Chef genevois emblématique du Domaine de Châteauvieux (19/20), Philippe Chevrier célèbre le dixième anniversaire de son élégant restaurant du centre-ville, le steakhouse Chez Philippe (15/20). L’occasion de revenir avec lui sur cette audacieuse aventure culinaire qui a su charmer les Genevois, au point de devenir une institution du genre. (Photo ci-dessus: Philippe Chevrier, au centre, avec le chef Gilles Granziero et la directrice Tamar Garcia).

Le steakhouse façon new yorkaise Chez Philippe.
Philippe Chevrier, rappelez-nous où avez-vous trouvé cette idée de steakhouse, qui n’existait pas à l'époque à Genève?
C’était un vieux rêve! Lors de mon premier marathon à New-York en 1984 - j’avais 23 ans -, j’ai fait la découverte des steakhouses de la ville. Je me suis toujours dit que si j’en avais la possibilité, j’en ouvrirais un à Genève.
Comment cela s'est-il concrétisé?
Il y a une quinzaine d'années, j’ai été contacté à propos d'un espace immobilier de plus de 1000 mètres carrés, une partie de l'ancien siège de l'UBS. C’est à ce moment que ce projet de longue haleine a mûri. Cela a pris plus de 4 années pour transformer les lieux en ce restaurant que vous connaissez aujourd’hui. Nous sommes même partis avec à New York pour nous imprégner de cet esprit typique. J’avais cette volonté de grands espaces confortables et élégants, avec ce côté industriel, métallique, de la brique, et surtout cette grande cave ouverte. Et, je souhaitais quelque chose d’intemporel. De plus, je tenais à ouvrir le champ des possibles en termes de restauration. Ce large choix à la carte est une volonté que nous avons appliquée dès l’ouverture.

# # # #

À faire >>
A: Pouvez-vous réécrire le passage de l'entretien allant de "C’était un vieux" jusqu'à "cela s'est-il concrétisé?" inclus, en remplaçant "marathon" par "voyage" ?
B: Pourriez-vous condenser en liste le paragraphe de l'entretien qui commence par "Il y a une quinzaine d'années", en gardant ses faits principaux ?
Le matériel ci-dessous n'a aucun lien avec l'entretien.

Matériel fourni >>
# # # #

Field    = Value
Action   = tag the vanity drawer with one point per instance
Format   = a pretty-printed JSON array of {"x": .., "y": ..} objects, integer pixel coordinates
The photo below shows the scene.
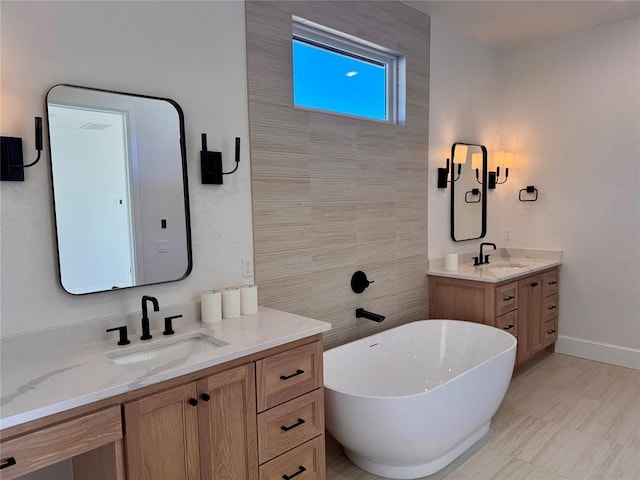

# # # #

Réponses par tâche >>
A:
C’était un vieux rêve! Lors de mon premier voyage à New-York en 1984 - j’avais 23 ans -, j’ai fait la découverte des steakhouses de la ville. Je me suis toujours dit que si j’en avais la possibilité, j’en ouvrirais un à Genève.
Comment cela s'est-il concrétisé?

B:
- Il y a une quinzaine d'années, contact au sujet d'un espace de plus de 1000 mètres carrés, une partie de l'ancien siège de l'UBS.
- Le projet mûrit alors ; la transformation des lieux prend plus de 4 années.
- Un voyage à New York permet de s'imprégner de l'esprit typique.
- Souhaits : grands espaces confortables et élégants, côté industriel et métallique, brique, grande cave ouverte, quelque chose d'intemporel.
- Volonté d'ouvrir le champ des possibles en restauration, avec un large choix à la carte dès l'ouverture.